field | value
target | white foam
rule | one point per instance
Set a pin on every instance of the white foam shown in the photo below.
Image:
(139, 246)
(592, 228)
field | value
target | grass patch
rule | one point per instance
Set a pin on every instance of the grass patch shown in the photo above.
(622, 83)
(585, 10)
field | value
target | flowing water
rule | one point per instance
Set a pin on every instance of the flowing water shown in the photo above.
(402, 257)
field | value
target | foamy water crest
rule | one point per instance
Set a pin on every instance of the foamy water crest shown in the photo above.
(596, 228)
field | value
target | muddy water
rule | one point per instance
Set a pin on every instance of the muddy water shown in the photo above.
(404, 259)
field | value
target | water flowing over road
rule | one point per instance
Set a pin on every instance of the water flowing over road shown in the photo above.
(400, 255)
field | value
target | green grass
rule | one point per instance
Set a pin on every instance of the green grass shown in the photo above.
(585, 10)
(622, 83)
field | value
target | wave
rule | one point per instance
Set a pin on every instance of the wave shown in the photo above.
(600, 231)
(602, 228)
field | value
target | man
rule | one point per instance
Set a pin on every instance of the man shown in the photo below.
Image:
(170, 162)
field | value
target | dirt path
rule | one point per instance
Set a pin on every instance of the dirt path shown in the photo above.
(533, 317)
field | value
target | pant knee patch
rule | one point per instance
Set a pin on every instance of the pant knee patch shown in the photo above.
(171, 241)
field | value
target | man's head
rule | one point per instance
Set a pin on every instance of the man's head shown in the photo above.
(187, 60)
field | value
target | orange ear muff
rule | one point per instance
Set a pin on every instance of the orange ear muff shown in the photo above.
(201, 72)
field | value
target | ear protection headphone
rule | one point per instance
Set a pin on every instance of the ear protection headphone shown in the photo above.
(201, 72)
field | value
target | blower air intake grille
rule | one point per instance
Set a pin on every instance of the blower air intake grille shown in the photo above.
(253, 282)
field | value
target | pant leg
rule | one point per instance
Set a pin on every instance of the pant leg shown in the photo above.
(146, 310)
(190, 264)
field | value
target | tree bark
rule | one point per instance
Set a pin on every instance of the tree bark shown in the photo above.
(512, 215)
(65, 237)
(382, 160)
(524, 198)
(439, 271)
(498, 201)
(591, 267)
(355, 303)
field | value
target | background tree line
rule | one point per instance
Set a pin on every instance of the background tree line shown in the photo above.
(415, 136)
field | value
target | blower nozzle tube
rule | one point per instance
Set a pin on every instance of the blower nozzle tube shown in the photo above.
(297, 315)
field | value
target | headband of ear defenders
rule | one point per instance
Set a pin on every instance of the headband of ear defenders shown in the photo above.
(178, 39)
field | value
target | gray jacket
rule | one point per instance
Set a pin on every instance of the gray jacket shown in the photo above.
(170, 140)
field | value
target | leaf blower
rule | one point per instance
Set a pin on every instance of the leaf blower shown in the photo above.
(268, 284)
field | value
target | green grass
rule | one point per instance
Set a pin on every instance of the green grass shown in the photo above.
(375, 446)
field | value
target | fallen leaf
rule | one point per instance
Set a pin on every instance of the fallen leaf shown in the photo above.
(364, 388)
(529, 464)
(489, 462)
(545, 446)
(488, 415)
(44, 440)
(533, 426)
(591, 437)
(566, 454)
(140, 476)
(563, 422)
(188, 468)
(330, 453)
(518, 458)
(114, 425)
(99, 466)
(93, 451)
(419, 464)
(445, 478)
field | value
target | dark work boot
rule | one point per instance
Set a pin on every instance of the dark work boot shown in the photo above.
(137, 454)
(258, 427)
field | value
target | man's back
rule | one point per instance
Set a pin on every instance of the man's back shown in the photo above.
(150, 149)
====
Could you copy out every line in the listing where the word "white" appears?

(SOLUTION BELOW):
target | white foam
Set a pin on every instance of the white foam shown in the photo below.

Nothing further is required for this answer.